▶ **What is needed**
Switch every "instance" in the material below to "occurrence", leaving everything else unchanged, and write it all out again.

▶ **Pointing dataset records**
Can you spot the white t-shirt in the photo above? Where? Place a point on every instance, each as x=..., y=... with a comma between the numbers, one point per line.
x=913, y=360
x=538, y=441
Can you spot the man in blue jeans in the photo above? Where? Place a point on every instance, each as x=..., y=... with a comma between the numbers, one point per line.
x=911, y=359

▶ **Worked answer**
Can you spot the white t-shirt in the photo above? Where? Place a point on every occurrence, each as x=..., y=... with a comma between the numbers, one point per line.
x=913, y=360
x=538, y=441
Can you spot the man in blue jeans in the photo above? Where? Place a point on every occurrence, each as x=..., y=... with a comma between the numbers, one point per line.
x=911, y=359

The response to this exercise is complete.